In retrospect, Albertsons was a kind of canary in the coal mine to this year’s COVID-19 pandemic.

“We noticed an up in sales at the end of February,” said CEO and president Vivek Sankaran, “and this was an odd phenomenon.” It was odd because February is usually a month when retail sales are slack in the wake of the winter holidays. What Albertsons observed was likely the very beginning of the buying panic at the very beginning of the pandemic.

As soon as that panic arrived, “shelves were empty as customers bought food to stock their pantries and bought up toilet paper,” causing what Sankaran named the “toilet paper trauma.”

He explained that even before COVID-19, there was a “tremendous amount of change and dislocation (in the industry) … We are overstored in grocery (retailers) in the United States so there is fierce competition. The competition is changing and the formats are changing. First there were the mass merchants, then the big box stores and then the discounters.”

All of these forced change onto customers, funneling them to shop the way the industry directed. Sankaran said that because of the pandemic: “Customers have told the industry that they want to shop the way they want to shop, and not how the store wants them to shop … The industry is changing to accommodate that trend.”

When asked if he had a plan going forward when the pandemic arrived, Sandarac replied: “Can you have a strategy for being punched in the face? Because that’s what it felt like.”

Vivek Sankaran
Vivek Sankaran

Sankaran was speaking to the membership of the Boise Metro Chamber on Dec. 11. Albertsons is the second-largest sole-channel grocery retailer in the country and the tenth-largest overall retailer in terms of revenue. The firm was founded and is still headquartered in Boise.

Like most other business events of 2020, Sankaran’s talk was virtual. It was also nine months late. Originally, the chamber had booked him to speak in March, but as Sankaran said near the beginning of his presentation: “In the first week of March, the world changed around us.”

Describing Abertsons’ response to the pandemic since then, “It’s been a sprint and an obstacle course,” Sankaran said. In talking about how Albertsons responding to the challenges posed by COVID-19, he praised the firm’s front line workers and gave them credit for getting Albertsons through the pandemic safely and with increased sales. In doing so, he outlined how empowering the front line to navigate Albertsons’ pandemic response led the company to a fresh emphasis on a “frontline management approach.”

**Work request**. Explain why, according to the Albertsons article, the rise in sales at the end of February struck the company as odd.

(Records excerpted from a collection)
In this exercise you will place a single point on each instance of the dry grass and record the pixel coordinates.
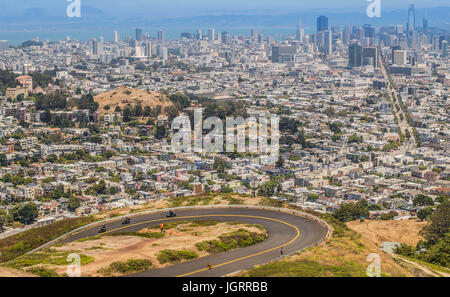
(344, 255)
(393, 231)
(123, 96)
(109, 249)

**Solved problem**. February is usually a slack month for retail sales, coming right after the winter holidays, so a rise in sales then was unexpected. The article adds that this increase was likely the very beginning of the buying panic at the start of the pandemic.